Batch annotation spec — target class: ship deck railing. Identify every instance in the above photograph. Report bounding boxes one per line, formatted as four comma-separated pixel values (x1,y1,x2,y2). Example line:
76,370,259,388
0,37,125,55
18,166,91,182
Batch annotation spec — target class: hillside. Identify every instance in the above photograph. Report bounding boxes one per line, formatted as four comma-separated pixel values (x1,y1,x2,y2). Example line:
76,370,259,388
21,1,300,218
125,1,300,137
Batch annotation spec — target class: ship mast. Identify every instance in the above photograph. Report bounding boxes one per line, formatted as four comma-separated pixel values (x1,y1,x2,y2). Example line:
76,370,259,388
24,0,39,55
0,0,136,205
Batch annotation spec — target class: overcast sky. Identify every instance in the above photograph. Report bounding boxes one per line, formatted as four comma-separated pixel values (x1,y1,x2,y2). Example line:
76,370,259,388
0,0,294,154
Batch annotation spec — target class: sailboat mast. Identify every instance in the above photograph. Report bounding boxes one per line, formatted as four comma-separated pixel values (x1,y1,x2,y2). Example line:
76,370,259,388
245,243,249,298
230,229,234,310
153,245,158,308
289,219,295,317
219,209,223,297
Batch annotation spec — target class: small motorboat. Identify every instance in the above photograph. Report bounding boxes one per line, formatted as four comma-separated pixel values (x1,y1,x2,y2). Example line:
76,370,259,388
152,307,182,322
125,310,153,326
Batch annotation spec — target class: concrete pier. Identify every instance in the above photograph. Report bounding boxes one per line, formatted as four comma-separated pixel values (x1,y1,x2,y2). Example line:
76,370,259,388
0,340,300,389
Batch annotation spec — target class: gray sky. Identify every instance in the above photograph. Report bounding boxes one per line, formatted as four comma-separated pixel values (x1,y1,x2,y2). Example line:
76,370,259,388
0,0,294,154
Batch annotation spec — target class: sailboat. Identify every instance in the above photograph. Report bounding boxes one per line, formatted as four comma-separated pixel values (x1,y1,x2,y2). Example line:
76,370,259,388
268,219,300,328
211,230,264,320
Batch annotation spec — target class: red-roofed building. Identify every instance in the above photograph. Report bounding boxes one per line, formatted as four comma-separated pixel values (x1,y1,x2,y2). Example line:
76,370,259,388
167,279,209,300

→ **TASK TO COMPLETE**
Set down, with no alteration, the lines of the data above, from the line containing "Batch annotation spec — target class: sailboat." through the final line of the data.

→ **ANSWER TO THE TASK**
Batch annotation spec — target class: sailboat. Identify every instance in the above photograph. Report bounding boxes one per line, formatted as four comma-separated pixel values (x1,y1,x2,y2). Example line:
76,370,259,388
268,219,300,328
211,230,264,320
Batch annotation spec — target class: red-roofed building. Identify every instance in the above photograph. Report bounding boxes one per line, formatted as four comma-separated pixel values (x1,y1,x2,y2). Example line:
76,370,259,388
167,279,209,300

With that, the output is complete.